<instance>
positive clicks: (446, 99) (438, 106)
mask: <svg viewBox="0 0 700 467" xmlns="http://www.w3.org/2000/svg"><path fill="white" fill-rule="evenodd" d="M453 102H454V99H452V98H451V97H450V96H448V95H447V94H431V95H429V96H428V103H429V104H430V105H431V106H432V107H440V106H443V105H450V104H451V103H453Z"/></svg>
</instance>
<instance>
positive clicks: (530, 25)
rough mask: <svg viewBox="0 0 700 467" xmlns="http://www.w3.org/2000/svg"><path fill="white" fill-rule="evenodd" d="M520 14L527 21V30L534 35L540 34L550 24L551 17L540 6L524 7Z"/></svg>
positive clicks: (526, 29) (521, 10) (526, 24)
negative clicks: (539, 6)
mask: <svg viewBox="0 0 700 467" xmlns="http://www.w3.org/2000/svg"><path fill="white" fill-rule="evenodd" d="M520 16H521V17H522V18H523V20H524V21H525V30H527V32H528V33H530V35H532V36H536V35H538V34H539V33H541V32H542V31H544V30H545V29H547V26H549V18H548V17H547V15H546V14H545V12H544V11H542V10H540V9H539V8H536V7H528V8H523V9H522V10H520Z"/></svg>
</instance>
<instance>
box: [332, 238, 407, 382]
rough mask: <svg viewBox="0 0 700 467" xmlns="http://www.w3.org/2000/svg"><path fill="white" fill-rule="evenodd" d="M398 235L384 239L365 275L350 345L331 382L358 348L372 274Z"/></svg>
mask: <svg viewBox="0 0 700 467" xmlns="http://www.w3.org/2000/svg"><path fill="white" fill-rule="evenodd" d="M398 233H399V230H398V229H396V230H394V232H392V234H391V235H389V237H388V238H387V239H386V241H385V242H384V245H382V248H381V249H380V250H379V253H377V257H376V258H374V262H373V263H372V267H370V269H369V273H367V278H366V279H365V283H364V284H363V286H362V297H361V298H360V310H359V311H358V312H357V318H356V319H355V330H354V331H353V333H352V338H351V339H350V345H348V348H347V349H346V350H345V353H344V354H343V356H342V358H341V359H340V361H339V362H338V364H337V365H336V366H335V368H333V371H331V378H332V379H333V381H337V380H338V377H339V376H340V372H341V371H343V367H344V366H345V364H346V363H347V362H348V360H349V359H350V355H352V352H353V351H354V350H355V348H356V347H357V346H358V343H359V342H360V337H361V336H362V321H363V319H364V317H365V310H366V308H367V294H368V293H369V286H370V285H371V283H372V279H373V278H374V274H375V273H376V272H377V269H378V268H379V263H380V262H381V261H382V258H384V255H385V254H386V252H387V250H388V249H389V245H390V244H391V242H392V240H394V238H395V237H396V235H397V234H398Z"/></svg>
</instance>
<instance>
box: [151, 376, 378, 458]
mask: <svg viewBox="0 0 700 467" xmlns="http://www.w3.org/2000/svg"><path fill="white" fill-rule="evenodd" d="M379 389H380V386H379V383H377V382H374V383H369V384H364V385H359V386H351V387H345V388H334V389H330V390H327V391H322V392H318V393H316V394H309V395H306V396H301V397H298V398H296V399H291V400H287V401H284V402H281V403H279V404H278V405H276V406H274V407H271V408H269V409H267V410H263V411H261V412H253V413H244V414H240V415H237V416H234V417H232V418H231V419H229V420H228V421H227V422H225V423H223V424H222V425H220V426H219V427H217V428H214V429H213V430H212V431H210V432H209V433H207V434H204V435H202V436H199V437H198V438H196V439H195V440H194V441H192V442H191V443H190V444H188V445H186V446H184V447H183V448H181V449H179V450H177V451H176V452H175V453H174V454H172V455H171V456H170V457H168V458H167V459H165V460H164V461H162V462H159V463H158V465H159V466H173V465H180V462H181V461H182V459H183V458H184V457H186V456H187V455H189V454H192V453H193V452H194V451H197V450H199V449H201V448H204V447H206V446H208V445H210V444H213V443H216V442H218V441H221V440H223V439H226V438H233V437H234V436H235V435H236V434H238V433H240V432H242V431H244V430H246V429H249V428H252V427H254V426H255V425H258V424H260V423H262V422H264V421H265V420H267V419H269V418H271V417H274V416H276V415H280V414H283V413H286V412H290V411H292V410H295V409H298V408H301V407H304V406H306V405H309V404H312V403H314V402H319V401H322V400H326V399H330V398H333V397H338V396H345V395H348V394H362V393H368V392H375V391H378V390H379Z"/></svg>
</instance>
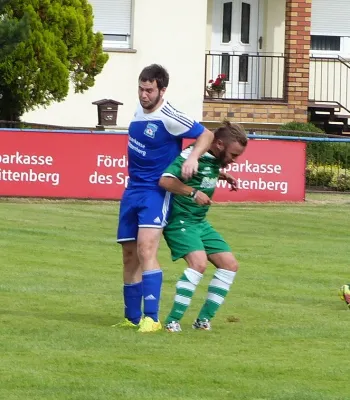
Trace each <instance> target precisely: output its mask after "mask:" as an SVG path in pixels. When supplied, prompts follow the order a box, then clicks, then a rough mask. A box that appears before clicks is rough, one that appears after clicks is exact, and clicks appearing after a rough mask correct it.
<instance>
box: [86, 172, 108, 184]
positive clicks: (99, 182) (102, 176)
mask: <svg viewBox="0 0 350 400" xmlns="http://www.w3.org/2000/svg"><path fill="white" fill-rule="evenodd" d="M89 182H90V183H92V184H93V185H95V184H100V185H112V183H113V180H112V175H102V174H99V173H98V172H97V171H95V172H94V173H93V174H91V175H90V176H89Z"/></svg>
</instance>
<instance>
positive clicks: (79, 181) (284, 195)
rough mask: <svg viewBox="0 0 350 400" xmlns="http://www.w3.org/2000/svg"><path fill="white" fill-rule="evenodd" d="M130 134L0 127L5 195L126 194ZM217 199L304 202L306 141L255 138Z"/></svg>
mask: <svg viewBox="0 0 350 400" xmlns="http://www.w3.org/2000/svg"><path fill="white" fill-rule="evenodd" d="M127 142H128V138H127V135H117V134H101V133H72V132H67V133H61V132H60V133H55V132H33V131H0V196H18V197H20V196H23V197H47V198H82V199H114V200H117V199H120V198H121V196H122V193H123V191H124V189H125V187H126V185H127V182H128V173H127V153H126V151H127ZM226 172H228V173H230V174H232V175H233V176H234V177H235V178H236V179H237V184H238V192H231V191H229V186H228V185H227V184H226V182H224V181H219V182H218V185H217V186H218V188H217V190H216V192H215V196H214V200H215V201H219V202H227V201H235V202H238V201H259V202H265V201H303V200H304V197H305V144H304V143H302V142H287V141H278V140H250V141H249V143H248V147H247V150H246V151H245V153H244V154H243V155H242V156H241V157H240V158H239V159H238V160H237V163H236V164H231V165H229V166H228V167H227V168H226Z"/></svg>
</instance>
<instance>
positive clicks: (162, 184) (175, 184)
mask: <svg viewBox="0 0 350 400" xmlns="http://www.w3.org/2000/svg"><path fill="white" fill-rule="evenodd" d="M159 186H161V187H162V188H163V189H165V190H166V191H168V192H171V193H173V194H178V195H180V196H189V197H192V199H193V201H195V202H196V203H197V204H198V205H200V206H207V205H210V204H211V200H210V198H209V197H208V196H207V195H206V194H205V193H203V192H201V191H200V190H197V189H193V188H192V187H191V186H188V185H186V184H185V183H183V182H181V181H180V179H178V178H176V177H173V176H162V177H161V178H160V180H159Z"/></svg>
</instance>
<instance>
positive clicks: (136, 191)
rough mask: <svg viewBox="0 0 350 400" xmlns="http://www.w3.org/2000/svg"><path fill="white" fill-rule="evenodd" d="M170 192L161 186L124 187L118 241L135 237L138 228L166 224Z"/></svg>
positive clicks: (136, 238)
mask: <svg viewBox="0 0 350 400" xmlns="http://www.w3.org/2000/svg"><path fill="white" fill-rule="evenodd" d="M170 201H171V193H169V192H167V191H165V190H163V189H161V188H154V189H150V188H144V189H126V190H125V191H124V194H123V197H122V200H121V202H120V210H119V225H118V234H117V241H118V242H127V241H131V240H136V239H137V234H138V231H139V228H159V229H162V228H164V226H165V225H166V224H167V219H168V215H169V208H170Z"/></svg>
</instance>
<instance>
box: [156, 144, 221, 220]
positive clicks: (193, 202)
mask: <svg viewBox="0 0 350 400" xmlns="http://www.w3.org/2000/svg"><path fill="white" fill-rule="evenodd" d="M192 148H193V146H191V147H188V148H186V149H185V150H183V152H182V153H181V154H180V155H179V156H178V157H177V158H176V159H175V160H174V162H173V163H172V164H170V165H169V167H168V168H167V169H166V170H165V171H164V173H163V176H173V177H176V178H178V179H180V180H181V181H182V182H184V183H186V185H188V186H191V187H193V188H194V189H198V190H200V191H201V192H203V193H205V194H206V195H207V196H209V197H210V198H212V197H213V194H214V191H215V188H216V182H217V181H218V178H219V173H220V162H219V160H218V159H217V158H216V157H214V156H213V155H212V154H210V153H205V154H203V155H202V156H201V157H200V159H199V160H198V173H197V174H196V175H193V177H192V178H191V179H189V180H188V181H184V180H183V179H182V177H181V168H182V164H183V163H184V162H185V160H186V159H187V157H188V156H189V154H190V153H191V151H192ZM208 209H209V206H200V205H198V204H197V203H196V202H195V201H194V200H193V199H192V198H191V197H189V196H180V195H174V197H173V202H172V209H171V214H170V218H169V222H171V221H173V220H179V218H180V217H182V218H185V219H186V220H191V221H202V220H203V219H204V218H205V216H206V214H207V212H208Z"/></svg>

◆ WHAT THIS TASK INVOLVES ◆
Restate verbatim the first line above and all lines after it through the line containing "box: [332, 238, 407, 382]"; omit the rest.

◆ RESULT OF THIS EXERCISE ◆
<instance>
positive clicks: (446, 99) (438, 106)
mask: <svg viewBox="0 0 700 467" xmlns="http://www.w3.org/2000/svg"><path fill="white" fill-rule="evenodd" d="M453 102H454V99H452V98H451V97H450V96H448V95H447V94H431V95H429V96H428V103H429V104H430V105H431V106H432V107H440V106H443V105H450V104H451V103H453Z"/></svg>
</instance>
<instance>
positive clicks: (530, 25)
rough mask: <svg viewBox="0 0 700 467" xmlns="http://www.w3.org/2000/svg"><path fill="white" fill-rule="evenodd" d="M520 14L527 21V30L534 35L540 34L550 24L551 17L540 6L524 7Z"/></svg>
positive clicks: (526, 29) (521, 10) (526, 24)
negative clicks: (539, 6)
mask: <svg viewBox="0 0 700 467" xmlns="http://www.w3.org/2000/svg"><path fill="white" fill-rule="evenodd" d="M520 16H521V17H522V18H523V20H524V21H525V30H527V32H528V33H530V35H532V36H536V35H538V34H539V33H541V32H542V31H544V30H545V29H547V26H549V18H548V17H547V15H546V14H545V12H544V11H542V10H540V9H539V8H536V7H528V8H523V9H522V10H520Z"/></svg>
</instance>
<instance>
box: [332, 238, 407, 382]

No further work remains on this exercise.